Dataset records
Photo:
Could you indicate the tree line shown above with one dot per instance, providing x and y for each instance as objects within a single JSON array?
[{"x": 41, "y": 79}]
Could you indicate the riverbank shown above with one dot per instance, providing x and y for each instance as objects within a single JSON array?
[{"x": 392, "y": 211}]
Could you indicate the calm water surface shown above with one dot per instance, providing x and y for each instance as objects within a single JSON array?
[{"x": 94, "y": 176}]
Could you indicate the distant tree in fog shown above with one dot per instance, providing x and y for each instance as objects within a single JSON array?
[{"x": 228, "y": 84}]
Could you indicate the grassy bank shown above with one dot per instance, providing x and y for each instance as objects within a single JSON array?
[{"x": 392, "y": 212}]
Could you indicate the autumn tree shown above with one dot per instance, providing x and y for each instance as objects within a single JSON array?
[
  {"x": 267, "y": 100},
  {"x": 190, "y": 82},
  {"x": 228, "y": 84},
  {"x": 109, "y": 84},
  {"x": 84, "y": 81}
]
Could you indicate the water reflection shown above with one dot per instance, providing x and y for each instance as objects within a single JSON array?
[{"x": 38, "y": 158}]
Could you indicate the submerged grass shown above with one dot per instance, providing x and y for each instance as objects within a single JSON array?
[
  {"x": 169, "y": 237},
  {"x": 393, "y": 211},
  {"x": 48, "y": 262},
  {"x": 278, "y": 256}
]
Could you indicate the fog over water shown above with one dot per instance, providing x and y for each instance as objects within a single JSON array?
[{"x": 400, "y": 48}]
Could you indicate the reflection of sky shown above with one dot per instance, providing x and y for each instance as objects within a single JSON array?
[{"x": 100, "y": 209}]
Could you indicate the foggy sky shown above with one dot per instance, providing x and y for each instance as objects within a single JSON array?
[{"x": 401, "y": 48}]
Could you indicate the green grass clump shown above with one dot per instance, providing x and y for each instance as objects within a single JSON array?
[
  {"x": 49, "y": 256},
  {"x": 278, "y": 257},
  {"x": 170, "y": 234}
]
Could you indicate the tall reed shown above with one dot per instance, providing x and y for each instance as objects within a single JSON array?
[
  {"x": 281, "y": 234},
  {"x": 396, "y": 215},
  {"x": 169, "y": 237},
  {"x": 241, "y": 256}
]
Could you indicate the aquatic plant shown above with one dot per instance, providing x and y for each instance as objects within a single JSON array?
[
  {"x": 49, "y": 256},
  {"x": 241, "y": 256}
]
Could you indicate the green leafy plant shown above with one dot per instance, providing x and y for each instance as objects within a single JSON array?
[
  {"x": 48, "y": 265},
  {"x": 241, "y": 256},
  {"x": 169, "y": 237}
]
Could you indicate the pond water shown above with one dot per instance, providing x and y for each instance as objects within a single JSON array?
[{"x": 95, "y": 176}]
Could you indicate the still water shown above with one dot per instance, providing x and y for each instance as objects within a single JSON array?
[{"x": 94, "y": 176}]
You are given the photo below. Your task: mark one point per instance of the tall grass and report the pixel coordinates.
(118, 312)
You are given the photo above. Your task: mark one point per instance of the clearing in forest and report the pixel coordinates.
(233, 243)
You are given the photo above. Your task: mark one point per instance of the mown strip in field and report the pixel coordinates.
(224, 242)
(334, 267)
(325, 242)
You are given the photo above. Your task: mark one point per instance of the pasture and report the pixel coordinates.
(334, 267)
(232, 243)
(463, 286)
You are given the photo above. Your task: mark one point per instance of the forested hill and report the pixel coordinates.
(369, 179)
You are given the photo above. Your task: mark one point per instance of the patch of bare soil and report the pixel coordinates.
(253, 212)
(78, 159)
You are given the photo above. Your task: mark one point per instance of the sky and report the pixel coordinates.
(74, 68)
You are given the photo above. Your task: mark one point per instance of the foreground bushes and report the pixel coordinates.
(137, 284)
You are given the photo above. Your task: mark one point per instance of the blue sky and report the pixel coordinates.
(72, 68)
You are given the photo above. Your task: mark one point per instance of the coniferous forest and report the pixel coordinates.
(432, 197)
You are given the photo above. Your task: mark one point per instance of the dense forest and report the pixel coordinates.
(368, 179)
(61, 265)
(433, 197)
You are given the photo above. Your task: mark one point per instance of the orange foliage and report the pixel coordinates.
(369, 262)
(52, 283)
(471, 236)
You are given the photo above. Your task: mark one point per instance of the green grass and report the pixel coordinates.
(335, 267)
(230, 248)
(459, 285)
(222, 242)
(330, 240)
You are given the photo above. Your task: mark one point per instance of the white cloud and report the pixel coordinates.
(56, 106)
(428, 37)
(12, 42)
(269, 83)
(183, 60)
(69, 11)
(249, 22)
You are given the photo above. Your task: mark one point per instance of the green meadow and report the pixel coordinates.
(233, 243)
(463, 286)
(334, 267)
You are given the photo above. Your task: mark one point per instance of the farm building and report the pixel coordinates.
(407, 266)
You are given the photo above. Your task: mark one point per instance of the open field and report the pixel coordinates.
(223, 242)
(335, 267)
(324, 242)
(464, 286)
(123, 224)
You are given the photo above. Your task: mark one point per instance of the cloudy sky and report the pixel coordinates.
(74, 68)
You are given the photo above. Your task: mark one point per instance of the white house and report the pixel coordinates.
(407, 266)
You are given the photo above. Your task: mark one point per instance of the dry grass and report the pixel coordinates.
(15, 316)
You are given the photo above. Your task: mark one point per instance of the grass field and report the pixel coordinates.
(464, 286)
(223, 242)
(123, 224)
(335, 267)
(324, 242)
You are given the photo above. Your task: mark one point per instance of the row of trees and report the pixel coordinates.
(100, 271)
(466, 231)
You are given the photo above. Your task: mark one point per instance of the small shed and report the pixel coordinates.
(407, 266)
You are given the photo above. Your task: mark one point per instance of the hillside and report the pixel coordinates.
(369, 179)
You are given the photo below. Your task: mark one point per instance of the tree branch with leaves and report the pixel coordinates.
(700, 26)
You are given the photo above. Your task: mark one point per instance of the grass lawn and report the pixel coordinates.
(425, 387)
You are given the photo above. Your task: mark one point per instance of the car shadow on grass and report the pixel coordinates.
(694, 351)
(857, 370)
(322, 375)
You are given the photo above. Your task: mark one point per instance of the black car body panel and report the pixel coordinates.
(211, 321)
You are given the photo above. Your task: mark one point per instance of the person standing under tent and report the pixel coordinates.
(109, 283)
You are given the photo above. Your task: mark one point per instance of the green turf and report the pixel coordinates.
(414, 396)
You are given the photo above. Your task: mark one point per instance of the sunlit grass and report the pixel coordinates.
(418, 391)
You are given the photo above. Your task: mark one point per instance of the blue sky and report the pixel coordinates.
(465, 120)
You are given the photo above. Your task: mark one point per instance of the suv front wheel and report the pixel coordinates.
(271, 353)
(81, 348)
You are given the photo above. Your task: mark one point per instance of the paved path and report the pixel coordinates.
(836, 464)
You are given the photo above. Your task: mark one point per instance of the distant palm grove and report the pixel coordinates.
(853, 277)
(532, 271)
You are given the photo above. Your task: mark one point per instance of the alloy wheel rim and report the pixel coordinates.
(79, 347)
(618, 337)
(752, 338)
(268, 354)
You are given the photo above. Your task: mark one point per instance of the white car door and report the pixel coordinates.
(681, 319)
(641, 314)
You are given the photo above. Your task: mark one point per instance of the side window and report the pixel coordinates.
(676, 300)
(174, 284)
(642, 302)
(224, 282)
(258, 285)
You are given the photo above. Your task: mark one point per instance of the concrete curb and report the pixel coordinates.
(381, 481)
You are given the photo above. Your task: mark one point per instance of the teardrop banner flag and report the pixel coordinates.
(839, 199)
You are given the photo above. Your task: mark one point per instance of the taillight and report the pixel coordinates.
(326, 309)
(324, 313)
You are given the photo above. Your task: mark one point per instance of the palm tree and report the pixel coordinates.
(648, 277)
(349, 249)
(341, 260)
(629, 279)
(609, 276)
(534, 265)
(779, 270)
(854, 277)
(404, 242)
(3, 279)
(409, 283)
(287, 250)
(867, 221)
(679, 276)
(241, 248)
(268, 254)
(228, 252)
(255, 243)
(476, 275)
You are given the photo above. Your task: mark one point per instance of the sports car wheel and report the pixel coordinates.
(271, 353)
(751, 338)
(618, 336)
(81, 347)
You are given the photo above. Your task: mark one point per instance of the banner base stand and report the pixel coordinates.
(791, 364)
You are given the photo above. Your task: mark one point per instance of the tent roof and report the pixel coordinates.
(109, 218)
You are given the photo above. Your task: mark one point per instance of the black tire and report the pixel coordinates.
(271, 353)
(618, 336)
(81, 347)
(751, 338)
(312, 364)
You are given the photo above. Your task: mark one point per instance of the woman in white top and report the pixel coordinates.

§ **PROBLEM STATEMENT**: Write out exactly those lines running from the line with "tire and report the pixel coordinates." to the end of the data above, the first and last included.

§ **EXERCISE OUTPUT**:
You are given the photo above. Your task: mark one point per instance of the black tire and report the pixel coordinates.
(271, 353)
(618, 336)
(81, 347)
(751, 338)
(312, 364)
You are given the photo above. Your task: mark one point per instance of the woman in white top and report the pixel coordinates.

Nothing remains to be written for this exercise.